◆ **REQUEST**
Restate every line of the material, word for word.

◆ **DATA SHOWN**
———

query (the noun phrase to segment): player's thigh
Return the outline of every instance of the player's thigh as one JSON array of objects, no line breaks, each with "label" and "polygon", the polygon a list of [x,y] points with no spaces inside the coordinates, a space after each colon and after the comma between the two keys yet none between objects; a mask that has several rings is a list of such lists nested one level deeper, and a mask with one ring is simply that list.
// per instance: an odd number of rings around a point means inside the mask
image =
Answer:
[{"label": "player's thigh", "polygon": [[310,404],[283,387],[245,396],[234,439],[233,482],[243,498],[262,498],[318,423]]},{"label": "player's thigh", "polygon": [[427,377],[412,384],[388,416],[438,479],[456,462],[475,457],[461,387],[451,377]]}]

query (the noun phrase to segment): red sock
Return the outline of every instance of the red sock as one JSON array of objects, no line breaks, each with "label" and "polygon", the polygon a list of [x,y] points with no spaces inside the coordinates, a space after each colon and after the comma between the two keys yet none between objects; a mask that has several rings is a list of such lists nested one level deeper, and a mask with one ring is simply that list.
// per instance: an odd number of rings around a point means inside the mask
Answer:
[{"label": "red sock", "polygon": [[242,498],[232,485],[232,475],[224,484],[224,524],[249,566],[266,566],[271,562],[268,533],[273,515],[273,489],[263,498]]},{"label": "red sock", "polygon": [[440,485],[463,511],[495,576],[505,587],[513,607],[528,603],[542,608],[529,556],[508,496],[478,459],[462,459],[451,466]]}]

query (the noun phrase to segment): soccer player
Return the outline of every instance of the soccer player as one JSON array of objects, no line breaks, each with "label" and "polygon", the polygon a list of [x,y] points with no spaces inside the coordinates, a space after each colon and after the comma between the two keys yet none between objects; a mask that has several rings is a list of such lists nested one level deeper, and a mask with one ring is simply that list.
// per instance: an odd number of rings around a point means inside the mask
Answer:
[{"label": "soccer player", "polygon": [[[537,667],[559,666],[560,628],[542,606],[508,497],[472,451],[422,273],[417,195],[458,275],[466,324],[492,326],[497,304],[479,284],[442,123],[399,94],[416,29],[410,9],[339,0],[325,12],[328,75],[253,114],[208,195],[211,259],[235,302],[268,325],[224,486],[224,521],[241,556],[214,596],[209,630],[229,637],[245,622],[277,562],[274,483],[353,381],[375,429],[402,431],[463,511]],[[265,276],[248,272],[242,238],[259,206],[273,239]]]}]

———

◆ **ANSWER IN FULL**
query (the noun phrase to segment): player's thigh
Return the outline of every instance of the player's thigh as one JSON array of objects, no line breaks, each with "label" and "polygon", the polygon a list of [x,y] points with no spaces inside the coordinates, a space after each colon and after the comma between the two keys yet none between objects; a mask that has several rings is a list of such lists nested one level deeper, and a mask with one ring is simply that list.
// per instance: an odd number of rings around a point means inside the mask
image =
Answer:
[{"label": "player's thigh", "polygon": [[310,404],[283,387],[245,396],[234,439],[233,482],[243,498],[262,498],[318,423]]},{"label": "player's thigh", "polygon": [[427,377],[412,384],[388,416],[438,479],[456,462],[475,457],[461,387],[451,377]]}]

query (the noun phrase to segment): red sock
Return the outline of every instance of the red sock as one JSON array of objects, no line breaks, each with "label" and "polygon", the polygon a list of [x,y] points with no spaces inside the coordinates, a space after each colon and after the comma between the two keys yet none between objects; a mask that has several rings is a list of such lists nested one level deeper, and a mask with one ring is simply that list.
// per instance: an odd number of rings around a point means inside the mask
Answer:
[{"label": "red sock", "polygon": [[242,498],[232,485],[232,475],[224,484],[224,524],[249,566],[266,566],[271,562],[268,533],[273,515],[273,489],[263,498]]},{"label": "red sock", "polygon": [[440,485],[463,511],[495,576],[505,587],[513,607],[528,603],[542,608],[529,556],[508,496],[478,459],[462,459],[451,466]]}]

query (the noun phrase to segment): soccer player
Return the outline of every instance of the soccer player as one JSON array of objects, no line breaks, each with "label" and "polygon", the polygon a list of [x,y] points with no spaces inside the coordinates, a space after each colon and after the comma between the two keys yet none between objects; a mask that has several rings is a list of such lists nested one level deeper, and a mask with one ring is simply that list.
// per instance: an odd number of rings around a point means inside the mask
Answer:
[{"label": "soccer player", "polygon": [[[537,667],[559,666],[560,628],[542,606],[508,497],[472,451],[422,273],[417,195],[458,275],[466,324],[492,326],[497,304],[479,284],[442,123],[399,94],[416,29],[410,9],[339,0],[325,12],[328,75],[253,114],[208,195],[211,259],[235,302],[268,325],[224,486],[224,521],[241,556],[214,596],[209,630],[229,637],[245,622],[277,562],[274,483],[353,381],[375,429],[402,431],[463,511]],[[265,276],[248,272],[242,238],[259,206],[273,239]]]}]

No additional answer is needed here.